Por el lado de lo narrativo, Interstellar es una completa aberración. Cuando las reglas del mundo ficticio se establecen por medio de densos diálogos en lugar de que sea por medio de situaciones naturales, se corre el riesgo de tener una película sobrecargada con escenas explicativas que, en última instancia, no dejan de ser muletillas, situaciones atípicas de la trama que, por la misma naturaleza del medio, caen en clichés poco convincentes — y nada convenientes — para la historia. Es aquí donde conviene ser correcto, no en la puta ciencia. Esto no significa, desde luego, que no haya historia en Interstellar. Sí la hay, e incluso el guión funciona como un cuento que termina donde comenzó, intentando proveernos de un sucedáneo de sentido y de clímax. Por otro lado, Interstellar carece de un adecuado diseño de los personajes a través de las situaciones y los conflictos, y en este sentido es tan superficial como puede serlo. Por eso todos sus personajes están muertos, sin importar si han sido destrozados por fuerzas de la naturaleza del espacio-tiempo, o no. (Otra pregunta: ¿qué tan irresponsable se tiene que ser para truncar todo el ímpetu de MacConaughey en su mejor año?).

────────────────────

Lo que harás →
1. Copie del fragmento sobre Interstellar todas las oraciones que contienen la palabra «Interstellar».
2. Escriba la continuación del fragmento sobre Interstellar a partir de su última oración.

Datos del ejercicio →
────────────────────

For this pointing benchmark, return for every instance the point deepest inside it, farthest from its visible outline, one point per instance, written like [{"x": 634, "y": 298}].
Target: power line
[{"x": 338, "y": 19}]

────────────────────

Respuestas del ejercicio →
1.
1. Por el lado de lo narrativo, Interstellar es una completa aberración.
2. Esto no significa, desde luego, que no haya historia en Interstellar.
3. Por otro lado, Interstellar carece de un adecuado diseño de los personajes a través de las situaciones y los conflictos, y en este sentido es tan superficial como puede serlo.

2.
Interstellar es una de esas películas que a primera vista pueden parecer excitantes, pero que a los pocos minutos cae en aceleración constante hasta el punto en que lo único que quieres es salir corriendo a tu computadora y escribir toda la mierda posible contra ella. (Y acerca de su club de fans sólo tengo una pequeña cosa qué decir: son el reflejo de una sociedad que idolatra los valores científicos por encima de otros. Esto no le ha hecho ni le hará ningún bien a la humanidad, así como no lo hizo con Interstellar.)